Une enquête menée ces derniers mois par le Groupement d’intérêt public–Plateforme régionale d’oncologie de Martinique (GIP-Prom) a révélé une progression inquiétante du renoncement aux soins des malades du cancer et ce, « au profit de pratiques dites “non conventionnelles” portées parfois par des dérives sectaires et autres croyances magico-religieuses ». Une tendance que soupçonnait Guy Albert Rufin-Duhamel, directeur du Gip-Prom.
Même si cette progression s’est aggravée en 2020, avec 70% de dépistage du cancer en moins par rapport à 2019, elle n’est pas uniquement liée à la crise de la Covid-19 note Louis Jehel, professeur de psychiatrie, chef de service au CHU de Martinique et président de SOS Kriz1, elle marque aussi selon lui le retour d’un intérêt pour les pratiques traditionnelles.
Mais la conséquence directe du détournement des malades de la médecine est une évolution de certains cancers vers des phases avancées difficiles à traiter, alors qu’un dépistage précoce aurait pu éviter le pire.
Les professionnels de santé ont donc décidé de lancer une campagne d’information afin alerter les patients et sensibiliser les relais d’opinions – religieux, représentants culturels – sur les dangers que font courir les thérapeutes qui persuadent les patients d’abandonner leurs traitements.
Nathalie Chillan, présidente de l’association Ma Tété2 explique que si la période du confinement a été propice à l’abandon des soins conventionnels, bien souvent les malades ont aussi recours aux pratiques de soins non conventionnelles (PSNC) afin de supporter les effets secondaires de leur traitement contre le cancer. Pour elle, il serait nécessaire de prendre en compte le besoin de naturel des patients et d’allier les PSNC et la médecine conventionnelle afin de ne pas laisser le champ libre à des personnes mal intentionnées.

Extraits de données>

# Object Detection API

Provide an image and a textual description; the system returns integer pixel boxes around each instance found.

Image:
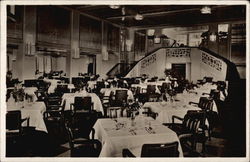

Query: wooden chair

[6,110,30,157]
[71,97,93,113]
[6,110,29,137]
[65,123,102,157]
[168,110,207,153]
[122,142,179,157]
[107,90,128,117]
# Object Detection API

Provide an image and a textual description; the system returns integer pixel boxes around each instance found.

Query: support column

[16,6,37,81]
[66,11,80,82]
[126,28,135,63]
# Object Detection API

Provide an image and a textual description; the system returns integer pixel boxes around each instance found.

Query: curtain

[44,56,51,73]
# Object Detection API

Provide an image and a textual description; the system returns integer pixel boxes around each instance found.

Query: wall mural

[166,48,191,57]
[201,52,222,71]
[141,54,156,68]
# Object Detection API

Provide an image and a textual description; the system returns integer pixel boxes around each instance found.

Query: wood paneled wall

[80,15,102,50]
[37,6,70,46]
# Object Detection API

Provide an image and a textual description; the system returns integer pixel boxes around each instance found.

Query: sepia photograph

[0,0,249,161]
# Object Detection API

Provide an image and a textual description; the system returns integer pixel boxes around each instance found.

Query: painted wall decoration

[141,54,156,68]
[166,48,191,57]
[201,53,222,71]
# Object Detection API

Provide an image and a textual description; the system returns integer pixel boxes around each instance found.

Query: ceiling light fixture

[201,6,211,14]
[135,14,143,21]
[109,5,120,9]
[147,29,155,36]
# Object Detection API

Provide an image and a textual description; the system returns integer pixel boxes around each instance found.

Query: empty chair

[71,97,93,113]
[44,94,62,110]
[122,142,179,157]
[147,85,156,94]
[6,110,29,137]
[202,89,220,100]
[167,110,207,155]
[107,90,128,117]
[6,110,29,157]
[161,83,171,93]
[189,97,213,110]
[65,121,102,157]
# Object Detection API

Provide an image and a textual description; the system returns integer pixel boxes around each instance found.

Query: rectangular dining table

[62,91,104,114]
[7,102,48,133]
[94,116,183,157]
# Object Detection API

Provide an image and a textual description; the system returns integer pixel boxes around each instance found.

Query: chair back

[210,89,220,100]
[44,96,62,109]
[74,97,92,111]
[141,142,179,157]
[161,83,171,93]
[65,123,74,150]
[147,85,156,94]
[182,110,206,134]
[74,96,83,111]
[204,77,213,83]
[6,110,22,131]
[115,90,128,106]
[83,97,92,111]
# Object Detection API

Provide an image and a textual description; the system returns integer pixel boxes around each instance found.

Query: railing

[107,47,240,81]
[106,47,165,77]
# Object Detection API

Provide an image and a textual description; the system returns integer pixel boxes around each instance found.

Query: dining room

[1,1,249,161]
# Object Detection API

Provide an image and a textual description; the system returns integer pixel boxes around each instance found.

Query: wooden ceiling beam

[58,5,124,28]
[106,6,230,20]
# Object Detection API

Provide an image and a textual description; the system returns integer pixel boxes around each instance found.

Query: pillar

Objectif> Recopiez intégralement le passage sur le renoncement aux soins contre le cancer en Martinique, sans y changer un seul mot. Les lignes ne sont d'aucune utilité ici.

Réponse attendue>
Une enquête menée ces derniers mois par le Groupement d’intérêt public–Plateforme régionale d’oncologie de Martinique (GIP-Prom) a révélé une progression inquiétante du renoncement aux soins des malades du cancer et ce, « au profit de pratiques dites “non conventionnelles” portées parfois par des dérives sectaires et autres croyances magico-religieuses ». Une tendance que soupçonnait Guy Albert Rufin-Duhamel, directeur du Gip-Prom.
Même si cette progression s’est aggravée en 2020, avec 70% de dépistage du cancer en moins par rapport à 2019, elle n’est pas uniquement liée à la crise de la Covid-19 note Louis Jehel, professeur de psychiatrie, chef de service au CHU de Martinique et président de SOS Kriz1, elle marque aussi selon lui le retour d’un intérêt pour les pratiques traditionnelles.
Mais la conséquence directe du détournement des malades de la médecine est une évolution de certains cancers vers des phases avancées difficiles à traiter, alors qu’un dépistage précoce aurait pu éviter le pire.
Les professionnels de santé ont donc décidé de lancer une campagne d’information afin alerter les patients et sensibiliser les relais d’opinions – religieux, représentants culturels – sur les dangers que font courir les thérapeutes qui persuadent les patients d’abandonner leurs traitements.
Nathalie Chillan, présidente de l’association Ma Tété2 explique que si la période du confinement a été propice à l’abandon des soins conventionnels, bien souvent les malades ont aussi recours aux pratiques de soins non conventionnelles (PSNC) afin de supporter les effets secondaires de leur traitement contre le cancer. Pour elle, il serait nécessaire de prendre en compte le besoin de naturel des patients et d’allier les PSNC et la médecine conventionnelle afin de ne pas laisser le champ libre à des personnes mal intentionnées.